** PARTI DELL'ESERCIZIO **
[1] Ricopia dal ricordo di Vincino il brano che comincia con le parole "Le sue vignette" e si ferma dopo "sul nostro mondo.".
[2] Rispondi a queste domande sul ricordo di Vincino:
(a) In quale via di Roma si trovava l'ufficio dove Vincino andò a trovare chi scrive?
(b) Con quale testata hanno collaborato fino a ieri?
(c) Di quante pagine era fatta la rivista Il Bisturi?
[3] Per ogni frase, di' se è d'accordo con il ricordo di Vincino e cita le parole del testo che lo dimostrano:
(a) Il Bisturi usciva ogni settimana.
(b) Le vignette di Vincino piacevano a tutti.
(c) Vincino collaborava al Foglio fin dal primo numero.

** BLOCCO DI TESTO **
++++++++

21 AGO 2018 - Mi venne a trovare nel mio ufficio a via Barberini a Roma, dove stava per prendere vita il quindicinale di politica sanitaria Il Bisturi, che forse qualcuno di voi ricorderà. Il progetto prevedeva di trasferire nel mondo della sanità - paludato, formale, molto autoreferenziale - uno sguardo meno scontato, critico e fuori dagli schemi, fin dal formato della rivista: quattro pagine grandi in bianco e nero sullo stile del Foglio di Giuliano Ferrara, di cui Vincino era collaboratore fin dal primo numero.
Il Bisturi piacque subito a Vincino che, senza pensarci un attimo, mi disse subito di sì. Da allora abbiamo sempre collaborato, prima al Bisturi e fino a ieri con Quotidiano Sanità.
Le sue vignette non piacevano a tutti. Non è stato di quelli che la satira la fanno per piacere, ma se lo capivi e coglievi il suo sguardo tra i tratti irregolari e sfrontati, potevi innamorartene.
Della sua storia professionale e delle sue prestigiose collaborazioni e ideazioni (da Il Male degli anni '70/80 al Corriere della Sera) potete leggere oggi su tutti i giornali. Qui mi voglio limitare a ricordare il suo sguardo particolare sul nostro mondo.
Vincino con la sanità aveva un rapporto d'amore. Ne amava i medici, gli infermieri, tutti coloro che si sbattono dal mattino alla sera per prendersi cura di tutti noi. Ne amava la ricerca, la speranza di vita che veniva da un gene studiato e analizzato in alambicco. Meno i politici e i businessmen del settore verso i quali, comunque, aveva sempre uno sguardo lucido, mai prevenuto.
Da oggi Vincino non c'è più e con lui se ne va anche la nostra finestra di satira. Senza di lui non mi va più tanto di scherzare.

++++++++

** ESTRATTI DEI DATI **

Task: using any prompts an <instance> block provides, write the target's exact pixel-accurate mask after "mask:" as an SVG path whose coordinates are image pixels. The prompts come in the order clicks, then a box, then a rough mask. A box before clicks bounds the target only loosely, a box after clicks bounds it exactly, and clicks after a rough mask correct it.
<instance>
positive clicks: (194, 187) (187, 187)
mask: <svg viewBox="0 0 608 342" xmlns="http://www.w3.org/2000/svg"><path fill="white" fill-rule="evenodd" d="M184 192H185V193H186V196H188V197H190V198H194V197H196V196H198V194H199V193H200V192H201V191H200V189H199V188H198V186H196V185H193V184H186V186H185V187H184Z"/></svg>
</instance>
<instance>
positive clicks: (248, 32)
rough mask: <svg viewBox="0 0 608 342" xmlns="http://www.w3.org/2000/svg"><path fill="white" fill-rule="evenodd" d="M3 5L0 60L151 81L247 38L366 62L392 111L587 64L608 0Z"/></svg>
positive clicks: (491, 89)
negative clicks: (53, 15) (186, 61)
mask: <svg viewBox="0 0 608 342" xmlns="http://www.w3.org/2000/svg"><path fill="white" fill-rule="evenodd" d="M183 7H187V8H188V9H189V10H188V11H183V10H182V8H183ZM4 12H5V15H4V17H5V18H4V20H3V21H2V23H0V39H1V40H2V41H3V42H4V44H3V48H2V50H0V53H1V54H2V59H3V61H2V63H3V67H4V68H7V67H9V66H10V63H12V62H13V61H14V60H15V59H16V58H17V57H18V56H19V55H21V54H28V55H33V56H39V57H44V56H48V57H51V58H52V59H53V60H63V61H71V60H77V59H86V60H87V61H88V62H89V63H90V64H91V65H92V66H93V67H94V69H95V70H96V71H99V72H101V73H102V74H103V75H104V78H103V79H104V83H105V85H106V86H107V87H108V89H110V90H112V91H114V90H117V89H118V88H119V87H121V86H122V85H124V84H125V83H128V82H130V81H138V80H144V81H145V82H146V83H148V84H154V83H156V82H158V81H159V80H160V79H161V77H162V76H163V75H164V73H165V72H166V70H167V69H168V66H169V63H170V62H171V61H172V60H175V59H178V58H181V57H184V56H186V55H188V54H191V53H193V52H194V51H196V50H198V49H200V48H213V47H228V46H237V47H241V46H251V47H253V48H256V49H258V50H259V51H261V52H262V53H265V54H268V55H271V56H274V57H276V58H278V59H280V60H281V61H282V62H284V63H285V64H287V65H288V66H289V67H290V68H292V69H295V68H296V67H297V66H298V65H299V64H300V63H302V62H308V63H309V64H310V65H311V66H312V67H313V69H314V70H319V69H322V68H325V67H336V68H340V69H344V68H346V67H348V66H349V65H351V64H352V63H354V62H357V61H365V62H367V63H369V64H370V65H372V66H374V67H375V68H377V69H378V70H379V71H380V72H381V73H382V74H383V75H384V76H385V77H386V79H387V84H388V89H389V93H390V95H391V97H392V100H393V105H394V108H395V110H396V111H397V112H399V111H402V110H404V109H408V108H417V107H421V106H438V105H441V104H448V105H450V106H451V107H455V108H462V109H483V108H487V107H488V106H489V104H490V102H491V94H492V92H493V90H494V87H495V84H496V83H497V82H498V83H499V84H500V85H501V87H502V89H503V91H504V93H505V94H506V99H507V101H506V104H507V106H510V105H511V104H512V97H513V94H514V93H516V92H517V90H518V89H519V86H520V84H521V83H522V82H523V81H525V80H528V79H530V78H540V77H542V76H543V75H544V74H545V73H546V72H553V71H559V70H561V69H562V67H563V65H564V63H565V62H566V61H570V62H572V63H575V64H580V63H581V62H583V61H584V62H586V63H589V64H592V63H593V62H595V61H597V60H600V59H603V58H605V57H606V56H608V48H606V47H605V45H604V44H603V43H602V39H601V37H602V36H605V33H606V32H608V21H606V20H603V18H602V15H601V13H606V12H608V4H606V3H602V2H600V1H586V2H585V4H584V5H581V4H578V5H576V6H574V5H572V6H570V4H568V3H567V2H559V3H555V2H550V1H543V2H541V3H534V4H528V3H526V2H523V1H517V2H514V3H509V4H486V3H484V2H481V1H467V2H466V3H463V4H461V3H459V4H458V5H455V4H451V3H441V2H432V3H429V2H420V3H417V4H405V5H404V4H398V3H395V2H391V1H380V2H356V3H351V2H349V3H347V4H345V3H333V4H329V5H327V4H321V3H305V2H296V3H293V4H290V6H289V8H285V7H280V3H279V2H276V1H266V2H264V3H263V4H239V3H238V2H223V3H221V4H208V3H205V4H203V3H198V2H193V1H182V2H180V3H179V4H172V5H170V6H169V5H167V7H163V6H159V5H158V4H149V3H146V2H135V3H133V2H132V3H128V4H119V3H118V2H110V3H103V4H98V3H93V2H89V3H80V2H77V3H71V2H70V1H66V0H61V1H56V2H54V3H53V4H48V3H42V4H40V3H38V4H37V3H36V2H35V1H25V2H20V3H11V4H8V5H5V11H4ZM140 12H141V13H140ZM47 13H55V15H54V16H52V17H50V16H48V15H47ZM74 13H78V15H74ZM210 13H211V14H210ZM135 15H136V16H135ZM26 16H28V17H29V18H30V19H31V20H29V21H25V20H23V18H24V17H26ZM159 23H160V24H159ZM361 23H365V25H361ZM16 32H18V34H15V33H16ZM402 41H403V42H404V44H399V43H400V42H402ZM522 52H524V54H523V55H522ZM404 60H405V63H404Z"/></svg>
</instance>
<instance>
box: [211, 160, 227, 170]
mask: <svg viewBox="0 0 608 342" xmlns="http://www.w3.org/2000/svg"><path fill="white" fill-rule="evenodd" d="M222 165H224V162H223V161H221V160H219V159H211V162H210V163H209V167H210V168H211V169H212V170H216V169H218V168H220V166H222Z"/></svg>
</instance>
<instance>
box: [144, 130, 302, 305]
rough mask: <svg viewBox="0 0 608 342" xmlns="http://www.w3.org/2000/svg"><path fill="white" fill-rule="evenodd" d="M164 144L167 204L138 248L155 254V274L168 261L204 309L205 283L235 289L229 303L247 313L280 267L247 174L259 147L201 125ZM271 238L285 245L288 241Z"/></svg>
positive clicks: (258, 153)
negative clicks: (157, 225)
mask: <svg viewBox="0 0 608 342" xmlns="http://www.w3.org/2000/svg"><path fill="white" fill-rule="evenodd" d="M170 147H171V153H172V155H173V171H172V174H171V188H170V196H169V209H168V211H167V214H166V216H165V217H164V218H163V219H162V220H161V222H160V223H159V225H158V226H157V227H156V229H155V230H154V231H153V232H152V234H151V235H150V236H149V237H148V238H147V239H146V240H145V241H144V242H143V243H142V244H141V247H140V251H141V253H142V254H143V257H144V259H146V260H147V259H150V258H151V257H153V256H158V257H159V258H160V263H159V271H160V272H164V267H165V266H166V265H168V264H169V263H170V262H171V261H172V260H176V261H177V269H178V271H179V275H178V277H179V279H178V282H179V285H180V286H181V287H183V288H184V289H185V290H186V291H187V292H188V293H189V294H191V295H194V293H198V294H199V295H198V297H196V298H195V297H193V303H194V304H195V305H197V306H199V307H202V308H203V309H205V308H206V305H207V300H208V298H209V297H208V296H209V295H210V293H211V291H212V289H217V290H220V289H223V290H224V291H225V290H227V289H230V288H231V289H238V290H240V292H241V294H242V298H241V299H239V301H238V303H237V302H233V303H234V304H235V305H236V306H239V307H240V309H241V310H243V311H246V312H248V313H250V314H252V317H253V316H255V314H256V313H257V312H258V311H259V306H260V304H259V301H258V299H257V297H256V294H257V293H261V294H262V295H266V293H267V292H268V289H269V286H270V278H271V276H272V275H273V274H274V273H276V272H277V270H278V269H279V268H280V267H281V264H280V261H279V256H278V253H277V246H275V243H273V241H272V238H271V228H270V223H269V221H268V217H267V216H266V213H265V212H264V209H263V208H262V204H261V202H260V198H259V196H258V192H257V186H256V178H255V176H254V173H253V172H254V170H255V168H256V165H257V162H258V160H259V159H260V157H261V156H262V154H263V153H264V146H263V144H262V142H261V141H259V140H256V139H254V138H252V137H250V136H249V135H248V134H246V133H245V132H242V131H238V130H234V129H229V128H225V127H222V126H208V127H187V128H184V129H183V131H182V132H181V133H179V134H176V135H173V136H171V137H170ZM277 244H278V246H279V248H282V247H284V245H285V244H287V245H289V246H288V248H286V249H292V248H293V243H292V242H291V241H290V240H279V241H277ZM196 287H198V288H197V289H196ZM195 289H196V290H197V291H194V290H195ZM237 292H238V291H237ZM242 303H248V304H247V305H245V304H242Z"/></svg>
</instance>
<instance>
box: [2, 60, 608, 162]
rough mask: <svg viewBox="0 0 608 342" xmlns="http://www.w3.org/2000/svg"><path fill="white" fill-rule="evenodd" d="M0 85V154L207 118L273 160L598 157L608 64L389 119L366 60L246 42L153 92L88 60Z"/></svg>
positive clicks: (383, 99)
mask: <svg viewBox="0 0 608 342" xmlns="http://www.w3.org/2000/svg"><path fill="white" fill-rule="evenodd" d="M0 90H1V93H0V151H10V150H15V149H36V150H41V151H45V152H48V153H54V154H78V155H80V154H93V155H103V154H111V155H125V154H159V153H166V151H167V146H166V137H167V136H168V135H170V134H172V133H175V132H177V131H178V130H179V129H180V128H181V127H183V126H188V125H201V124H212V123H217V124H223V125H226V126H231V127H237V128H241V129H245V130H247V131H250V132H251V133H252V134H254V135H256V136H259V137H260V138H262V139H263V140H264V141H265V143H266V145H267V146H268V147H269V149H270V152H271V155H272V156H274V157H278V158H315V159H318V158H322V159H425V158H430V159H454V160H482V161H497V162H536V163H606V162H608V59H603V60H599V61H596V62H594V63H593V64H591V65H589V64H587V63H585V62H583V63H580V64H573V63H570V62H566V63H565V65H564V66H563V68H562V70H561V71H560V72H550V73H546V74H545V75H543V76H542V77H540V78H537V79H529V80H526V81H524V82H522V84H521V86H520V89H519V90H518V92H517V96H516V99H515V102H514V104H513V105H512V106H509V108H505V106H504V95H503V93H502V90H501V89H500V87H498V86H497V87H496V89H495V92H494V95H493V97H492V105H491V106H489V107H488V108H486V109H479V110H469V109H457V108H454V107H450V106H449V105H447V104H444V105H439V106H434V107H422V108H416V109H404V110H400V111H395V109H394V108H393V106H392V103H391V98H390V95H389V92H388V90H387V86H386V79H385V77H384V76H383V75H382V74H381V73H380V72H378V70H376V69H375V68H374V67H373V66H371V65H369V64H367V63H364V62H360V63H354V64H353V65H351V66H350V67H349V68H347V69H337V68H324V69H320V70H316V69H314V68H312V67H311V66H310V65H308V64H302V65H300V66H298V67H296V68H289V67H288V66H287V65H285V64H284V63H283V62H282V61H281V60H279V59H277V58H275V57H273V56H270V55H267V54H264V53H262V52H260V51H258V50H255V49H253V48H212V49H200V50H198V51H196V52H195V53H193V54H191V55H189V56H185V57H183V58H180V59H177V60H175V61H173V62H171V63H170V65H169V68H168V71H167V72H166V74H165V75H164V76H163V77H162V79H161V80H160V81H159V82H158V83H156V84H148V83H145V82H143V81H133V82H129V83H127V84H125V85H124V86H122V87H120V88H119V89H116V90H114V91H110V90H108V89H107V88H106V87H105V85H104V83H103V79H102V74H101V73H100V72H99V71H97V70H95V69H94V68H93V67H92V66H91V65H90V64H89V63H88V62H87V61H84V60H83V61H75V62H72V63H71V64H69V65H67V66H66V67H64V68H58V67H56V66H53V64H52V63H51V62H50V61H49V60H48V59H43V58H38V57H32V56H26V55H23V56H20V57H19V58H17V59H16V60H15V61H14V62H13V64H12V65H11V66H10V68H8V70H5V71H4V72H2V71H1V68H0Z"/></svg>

++++++++

** SOLUZIONI **
[1]
Le sue vignette non piacevano a tutti. Non è stato di quelli che la satira la fanno per piacere, ma se lo capivi e coglievi il suo sguardo tra i tratti irregolari e sfrontati, potevi innamorartene.
Della sua storia professionale e delle sue prestigiose collaborazioni e ideazioni (da Il Male degli anni '70/80 al Corriere della Sera) potete leggere oggi su tutti i giornali. Qui mi voglio limitare a ricordare il suo sguardo particolare sul nostro mondo.

[2]
(a) In via Barberini.
(b) Con Quotidiano Sanità.
(c) Di quattro pagine grandi in bianco e nero.

[3]
(a) No: "il quindicinale di politica sanitaria Il Bisturi".
(b) No: "Le sue vignette non piacevano a tutti."
(c) Sì: "di cui Vincino era collaboratore fin dal primo numero".